• _What is needed_: Reproduce the listing below in its entirety. Change nothing.

• _Records to use_:

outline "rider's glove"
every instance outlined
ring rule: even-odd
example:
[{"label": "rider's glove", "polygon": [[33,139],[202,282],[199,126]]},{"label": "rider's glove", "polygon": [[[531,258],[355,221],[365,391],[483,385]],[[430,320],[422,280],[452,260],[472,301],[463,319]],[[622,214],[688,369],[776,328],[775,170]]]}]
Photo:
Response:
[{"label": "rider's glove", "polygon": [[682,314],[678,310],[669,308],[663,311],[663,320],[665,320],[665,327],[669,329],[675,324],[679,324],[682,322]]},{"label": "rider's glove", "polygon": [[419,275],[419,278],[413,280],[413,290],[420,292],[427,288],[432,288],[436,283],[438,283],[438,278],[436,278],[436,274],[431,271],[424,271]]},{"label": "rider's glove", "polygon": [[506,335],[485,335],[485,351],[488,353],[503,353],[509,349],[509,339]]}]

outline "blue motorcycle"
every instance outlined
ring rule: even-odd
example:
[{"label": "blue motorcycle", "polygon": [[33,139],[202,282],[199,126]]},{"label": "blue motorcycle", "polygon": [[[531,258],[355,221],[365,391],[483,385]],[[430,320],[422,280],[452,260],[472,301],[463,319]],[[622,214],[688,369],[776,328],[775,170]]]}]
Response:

• _Task result_:
outline "rider's glove"
every instance outlined
ring rule: even-odd
example:
[{"label": "rider's glove", "polygon": [[33,139],[202,282],[199,126]]},{"label": "rider's glove", "polygon": [[[531,258],[355,221],[365,391],[483,385]],[[430,320],[422,280],[452,260],[472,301],[463,319]],[[622,214],[688,369],[776,328],[775,170]]]}]
Photo:
Response:
[{"label": "rider's glove", "polygon": [[682,314],[678,310],[669,308],[663,311],[663,320],[665,320],[665,327],[669,329],[675,324],[679,324],[682,322]]},{"label": "rider's glove", "polygon": [[419,275],[419,278],[413,280],[413,290],[420,292],[427,288],[432,288],[436,283],[438,283],[438,278],[436,278],[436,274],[431,271],[424,271]]},{"label": "rider's glove", "polygon": [[506,335],[485,335],[485,351],[488,353],[503,353],[509,349],[509,339]]}]

outline "blue motorcycle"
every instance outlined
ring rule: even-odd
example:
[{"label": "blue motorcycle", "polygon": [[33,139],[202,282],[199,126]]},{"label": "blue motorcycle", "polygon": [[[531,258],[355,221],[365,391],[483,385]],[[430,320],[422,280],[452,260],[472,301],[463,319]],[[622,214],[688,369],[776,328],[775,170]]]}]
Response:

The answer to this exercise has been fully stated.